──────── INFORMATION PROVIDED ────────
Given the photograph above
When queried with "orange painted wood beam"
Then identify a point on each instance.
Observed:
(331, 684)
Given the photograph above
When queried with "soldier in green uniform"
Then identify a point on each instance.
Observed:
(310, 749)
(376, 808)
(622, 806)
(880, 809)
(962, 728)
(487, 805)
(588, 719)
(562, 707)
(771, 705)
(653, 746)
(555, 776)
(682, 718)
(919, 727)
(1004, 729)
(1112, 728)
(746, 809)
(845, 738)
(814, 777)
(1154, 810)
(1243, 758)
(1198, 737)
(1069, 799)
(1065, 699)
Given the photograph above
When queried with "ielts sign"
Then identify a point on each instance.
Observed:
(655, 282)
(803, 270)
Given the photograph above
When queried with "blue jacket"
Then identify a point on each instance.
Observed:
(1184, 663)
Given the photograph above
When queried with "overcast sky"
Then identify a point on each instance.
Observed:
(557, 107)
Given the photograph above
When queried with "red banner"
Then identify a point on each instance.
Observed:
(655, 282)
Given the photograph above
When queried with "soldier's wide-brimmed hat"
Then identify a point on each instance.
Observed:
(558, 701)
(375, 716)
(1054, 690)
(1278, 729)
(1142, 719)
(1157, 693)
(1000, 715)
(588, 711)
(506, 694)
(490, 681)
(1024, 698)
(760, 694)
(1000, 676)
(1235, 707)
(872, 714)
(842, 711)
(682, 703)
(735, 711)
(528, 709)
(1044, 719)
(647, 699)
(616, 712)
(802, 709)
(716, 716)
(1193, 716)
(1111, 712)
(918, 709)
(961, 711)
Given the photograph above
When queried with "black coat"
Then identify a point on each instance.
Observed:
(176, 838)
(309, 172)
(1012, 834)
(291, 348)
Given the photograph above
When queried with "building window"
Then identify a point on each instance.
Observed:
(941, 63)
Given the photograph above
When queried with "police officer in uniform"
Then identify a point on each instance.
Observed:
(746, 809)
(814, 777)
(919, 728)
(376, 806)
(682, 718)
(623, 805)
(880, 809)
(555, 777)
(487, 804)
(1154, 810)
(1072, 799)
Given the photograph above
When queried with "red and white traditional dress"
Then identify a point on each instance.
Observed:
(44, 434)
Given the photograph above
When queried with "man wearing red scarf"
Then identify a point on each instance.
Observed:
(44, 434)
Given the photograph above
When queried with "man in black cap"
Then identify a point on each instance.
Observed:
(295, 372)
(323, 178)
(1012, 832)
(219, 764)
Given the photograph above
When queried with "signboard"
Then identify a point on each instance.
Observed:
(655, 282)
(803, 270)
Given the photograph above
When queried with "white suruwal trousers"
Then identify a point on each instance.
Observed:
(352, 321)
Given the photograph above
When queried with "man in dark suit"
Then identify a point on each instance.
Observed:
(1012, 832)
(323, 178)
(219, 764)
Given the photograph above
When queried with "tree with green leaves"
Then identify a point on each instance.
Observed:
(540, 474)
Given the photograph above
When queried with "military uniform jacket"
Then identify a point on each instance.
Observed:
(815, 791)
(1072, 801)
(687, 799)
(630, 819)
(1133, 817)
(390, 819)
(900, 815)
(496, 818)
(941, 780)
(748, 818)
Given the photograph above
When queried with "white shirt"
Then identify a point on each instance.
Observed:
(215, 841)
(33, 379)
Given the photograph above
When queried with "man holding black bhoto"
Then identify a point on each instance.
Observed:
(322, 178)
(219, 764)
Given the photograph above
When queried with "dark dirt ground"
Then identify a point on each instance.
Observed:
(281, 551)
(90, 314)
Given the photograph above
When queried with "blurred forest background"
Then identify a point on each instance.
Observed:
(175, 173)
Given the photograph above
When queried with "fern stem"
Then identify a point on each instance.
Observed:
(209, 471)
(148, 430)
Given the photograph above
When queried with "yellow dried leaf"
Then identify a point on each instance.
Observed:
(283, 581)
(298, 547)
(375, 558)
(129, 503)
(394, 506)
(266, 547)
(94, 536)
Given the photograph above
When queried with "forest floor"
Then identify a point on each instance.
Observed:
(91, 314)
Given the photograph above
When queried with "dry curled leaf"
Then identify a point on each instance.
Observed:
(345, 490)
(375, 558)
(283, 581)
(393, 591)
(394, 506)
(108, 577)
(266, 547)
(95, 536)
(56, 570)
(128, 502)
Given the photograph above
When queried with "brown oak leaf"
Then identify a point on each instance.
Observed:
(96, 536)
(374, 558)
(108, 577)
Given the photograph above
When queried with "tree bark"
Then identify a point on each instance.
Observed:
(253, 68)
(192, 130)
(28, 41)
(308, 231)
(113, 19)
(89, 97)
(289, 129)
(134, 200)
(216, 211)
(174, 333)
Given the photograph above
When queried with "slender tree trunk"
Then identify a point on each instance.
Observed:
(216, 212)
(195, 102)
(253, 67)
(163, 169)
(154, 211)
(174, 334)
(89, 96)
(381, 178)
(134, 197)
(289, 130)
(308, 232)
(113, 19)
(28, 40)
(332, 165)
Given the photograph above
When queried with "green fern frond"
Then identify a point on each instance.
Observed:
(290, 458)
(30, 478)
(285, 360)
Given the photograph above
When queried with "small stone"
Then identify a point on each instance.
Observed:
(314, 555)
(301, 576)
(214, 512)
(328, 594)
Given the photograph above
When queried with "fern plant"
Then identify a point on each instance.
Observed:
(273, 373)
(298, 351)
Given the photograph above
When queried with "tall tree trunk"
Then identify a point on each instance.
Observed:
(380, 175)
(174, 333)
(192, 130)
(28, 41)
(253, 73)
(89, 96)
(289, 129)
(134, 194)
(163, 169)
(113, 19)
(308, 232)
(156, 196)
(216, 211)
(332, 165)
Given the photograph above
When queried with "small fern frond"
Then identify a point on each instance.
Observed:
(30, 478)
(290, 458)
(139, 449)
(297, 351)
────────
| EXERCISE DIRECTIONS |
Return the entries above exactly, each one complete.

| FINISHED ANSWER |
Given the photograph above
When queried with "orange painted wood beam"
Then identify a point on each instance.
Observed:
(331, 684)
Given the photograph above
When queried with "soldier in green uniform"
Then identify a point on each instance.
Observed:
(310, 749)
(376, 808)
(622, 806)
(880, 809)
(962, 728)
(487, 805)
(588, 719)
(562, 707)
(771, 705)
(653, 746)
(555, 776)
(682, 718)
(919, 727)
(1004, 729)
(1112, 728)
(746, 809)
(845, 738)
(814, 777)
(1154, 810)
(1243, 758)
(1198, 737)
(1069, 799)
(1065, 699)
Given the photograph above
When queried with "ielts sign"
Then identify a point on each instance.
Observed:
(655, 282)
(803, 270)
Given the photograph above
When queried with "blue jacket"
Then identify a point on each instance.
Observed:
(1184, 663)
Given the photograph above
When queried with "overcast sky"
Then identify a point on each instance.
Observed:
(557, 107)
Given the photograph above
When queried with "red banner"
Then identify a point on each instance.
Observed:
(655, 282)
Given the photograph above
When queried with "soldier's wide-brimmed hat"
Then identify a point on each instance.
Observed:
(558, 701)
(375, 716)
(1054, 690)
(1278, 729)
(1142, 719)
(1157, 693)
(1000, 715)
(588, 711)
(506, 694)
(490, 681)
(1024, 698)
(760, 694)
(1000, 676)
(1235, 707)
(872, 714)
(842, 711)
(682, 703)
(735, 711)
(528, 709)
(1044, 719)
(647, 699)
(616, 712)
(802, 709)
(716, 716)
(1193, 716)
(1111, 712)
(918, 709)
(961, 711)
Given the photograph above
When queried with "black coat"
Then identify a point on each instance.
Observed:
(176, 838)
(309, 172)
(1012, 834)
(291, 348)
Given the photograph above
When queried with "building window"
Then identify a point on each instance.
Observed:
(941, 63)
Given the photograph above
When queried with "police officer in uniform"
Then identify a point on each instance.
Observed:
(746, 809)
(814, 777)
(919, 728)
(376, 806)
(682, 718)
(623, 805)
(880, 809)
(555, 777)
(487, 804)
(1154, 810)
(1072, 799)
Given the photograph above
When queried with "red and white traditional dress"
Then identify a point on each instance.
Observed:
(44, 434)
Given the photograph above
When queried with "man wearing red scarf"
Then identify a point on each instance.
Observed:
(44, 434)
Given the photograph above
When queried with "man in black cap"
Then identify a point on each instance.
Observed:
(295, 372)
(323, 178)
(1012, 832)
(219, 764)
Given the photograph above
When queried with "signboard"
Then identify a point on each instance.
Observed:
(655, 282)
(803, 270)
Given the photograph above
When queried with "white suruwal trousers"
Then identify a point on each instance.
Observed:
(352, 321)
Given the photograph above
When queried with "man in dark suit"
Then identify a point on each instance.
Observed:
(1012, 832)
(323, 178)
(219, 764)
Given the photograph above
When queried with "tree with green leaves"
Then identify a point on each instance.
Observed:
(540, 474)
Given the photograph above
When queried with "military uniform jacket"
Then identify a point on each instance.
Observed:
(815, 791)
(1072, 801)
(687, 799)
(630, 819)
(1133, 817)
(390, 819)
(900, 815)
(496, 818)
(941, 780)
(748, 818)
Given the photograph above
When queried with "white shirt"
Then identify a point on each instance.
Observed:
(215, 841)
(33, 379)
Given the photograph above
When queried with "man holding black bhoto"
Then identify a point on each instance.
Observed:
(322, 178)
(219, 764)
Given the photograph above
When queried with "dark dirt ground"
Then identify a point on each instance.
Observed:
(281, 551)
(90, 314)
Given the photograph above
When queried with "blurred forest background"
Then identify a point on each instance.
Observed:
(175, 173)
Given the photograph above
When queried with "fern stem"
Then identify a point on each instance.
Observed:
(209, 471)
(148, 430)
Given the photograph above
When queried with "yellow dried leaf"
Then identify a point on each instance.
Observed:
(283, 581)
(298, 547)
(375, 558)
(129, 503)
(394, 506)
(266, 547)
(94, 536)
Given the photograph above
When queried with "forest floor"
Then identify a point on each instance.
Observed:
(91, 314)
Given the photograph above
When queried with "dry curled leaf"
Then identify a point on each instance.
Observed:
(345, 490)
(375, 558)
(283, 581)
(393, 591)
(394, 506)
(108, 577)
(266, 547)
(95, 536)
(56, 570)
(128, 502)
Given the photograph above
When queried with "brown oak leaf"
Then identify a point on each instance.
Observed:
(96, 536)
(374, 558)
(108, 577)
Given the photograph above
When queried with "tree bark"
Then identify a point on each instance.
Observed:
(253, 68)
(192, 130)
(28, 41)
(308, 231)
(113, 19)
(89, 97)
(289, 129)
(134, 200)
(216, 211)
(174, 333)
Given the photograph above
When queried with "slender tree trunk"
Then identify a point on each instance.
Observed:
(216, 212)
(195, 102)
(253, 67)
(163, 169)
(154, 211)
(174, 334)
(89, 96)
(381, 178)
(134, 197)
(289, 130)
(308, 232)
(113, 19)
(28, 40)
(332, 165)
Given the photograph above
When queried with "green fern frond"
Then identify a point on each instance.
Observed:
(290, 458)
(30, 478)
(285, 360)
Given the photograph above
When queried with "small stone"
Then identify a point on each instance.
Observed:
(314, 555)
(301, 576)
(214, 512)
(328, 594)
Given the photograph above
When queried with "fern plant"
Then identify a point on each instance.
Observed:
(273, 373)
(298, 351)
Given the photograph above
When queried with "tall tree trunk"
Then identify a point on each instance.
Observed:
(380, 175)
(174, 333)
(192, 130)
(28, 41)
(253, 73)
(89, 96)
(289, 129)
(134, 194)
(163, 169)
(113, 19)
(308, 232)
(156, 196)
(216, 211)
(332, 165)
Given the photograph above
When queried with "small fern frond"
Then identify a point on each instance.
Observed:
(30, 478)
(290, 458)
(139, 449)
(297, 351)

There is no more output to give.